→ **Saved data records**:
::::::::

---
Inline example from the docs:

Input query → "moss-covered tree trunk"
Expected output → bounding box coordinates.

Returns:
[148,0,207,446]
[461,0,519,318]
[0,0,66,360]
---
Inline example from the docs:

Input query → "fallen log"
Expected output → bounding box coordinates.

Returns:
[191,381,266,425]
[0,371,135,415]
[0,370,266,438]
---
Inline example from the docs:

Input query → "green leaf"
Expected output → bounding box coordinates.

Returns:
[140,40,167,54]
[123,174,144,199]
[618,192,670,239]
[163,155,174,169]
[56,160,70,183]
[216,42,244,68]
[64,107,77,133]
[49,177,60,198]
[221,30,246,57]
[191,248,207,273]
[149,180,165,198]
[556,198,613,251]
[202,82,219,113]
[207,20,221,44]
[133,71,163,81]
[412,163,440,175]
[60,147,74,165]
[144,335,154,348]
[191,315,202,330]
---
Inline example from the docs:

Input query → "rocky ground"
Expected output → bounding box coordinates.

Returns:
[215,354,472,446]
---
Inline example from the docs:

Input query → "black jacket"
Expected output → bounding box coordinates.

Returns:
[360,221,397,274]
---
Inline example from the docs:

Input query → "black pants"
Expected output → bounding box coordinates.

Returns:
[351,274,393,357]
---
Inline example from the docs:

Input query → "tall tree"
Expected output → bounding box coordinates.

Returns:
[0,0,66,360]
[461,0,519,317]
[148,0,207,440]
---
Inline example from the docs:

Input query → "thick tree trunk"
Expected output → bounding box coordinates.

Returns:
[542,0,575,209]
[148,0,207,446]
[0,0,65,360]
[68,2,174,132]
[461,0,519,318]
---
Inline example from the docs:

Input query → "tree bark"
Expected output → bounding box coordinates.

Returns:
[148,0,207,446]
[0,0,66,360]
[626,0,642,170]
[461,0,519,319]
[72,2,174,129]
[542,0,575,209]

::::::::

Rewrite every line of the records above as a single numbered list, leaving out the blank lines.

1. ---
2. Inline example from the docs:
3. Input query → "moss-covered tree trunk"
4. Expected output → bounding box coordinates.
5. Returns:
6. [148,0,207,446]
7. [461,0,519,318]
8. [0,0,66,360]
9. ---
10. Inline example from the docs:
11. Input query → "fallen log"
12. Expected output → bounding box coordinates.
13. Returns:
14. [191,381,266,425]
15. [0,371,135,415]
16. [0,370,266,438]
17. ---
18. Inline example from the docs:
19. Input query → "green leaf"
20. Expected output → bounding box coordinates.
21. Returns:
22. [140,40,167,54]
23. [123,174,144,199]
24. [618,192,670,239]
25. [163,155,174,169]
26. [56,160,70,183]
27. [216,42,244,68]
28. [64,107,77,133]
29. [49,177,60,198]
30. [221,30,246,57]
31. [191,248,207,273]
32. [149,180,165,198]
33. [556,198,613,251]
34. [202,82,219,113]
35. [207,20,221,44]
36. [133,71,163,81]
37. [412,163,440,175]
38. [60,147,74,165]
39. [144,335,154,348]
40. [191,315,202,330]
41. ---
42. Inline example from the docs:
43. Input query → "rocky ground"
44. Expected output → bounding box coordinates.
45. Returns:
46. [215,354,472,446]
47. ---
48. Inline example from the docs:
49. Input query → "black jacket"
50. Expected output → bounding box coordinates.
51. Returns:
52. [360,221,397,274]
53. ---
54. Inline example from the docs:
55. Input query → "black pants"
56. Expected output → bounding box coordinates.
57. Returns:
58. [351,274,393,357]
59. ---
60. Inline example from the docs:
61. Input query → "tall tree"
62. Expected output → bounding box coordinates.
63. Returns:
64. [0,0,66,360]
65. [461,0,519,317]
66. [148,0,207,440]
67. ---
68. Inline example from the docs:
69. Input query → "thick tree trunk"
70. Expected output → bounding box coordinates.
71. Returns:
72. [542,0,575,209]
73. [148,0,207,446]
74. [0,0,65,360]
75. [68,2,174,132]
76. [461,0,519,318]
77. ---
78. Inline example from the docs:
79. Input query → "tree bark"
80. Expected output → bounding box coordinates.
81. Returns:
82. [148,0,207,446]
83. [0,0,66,360]
84. [626,0,642,170]
85. [461,0,519,319]
86. [72,2,174,129]
87. [542,0,575,209]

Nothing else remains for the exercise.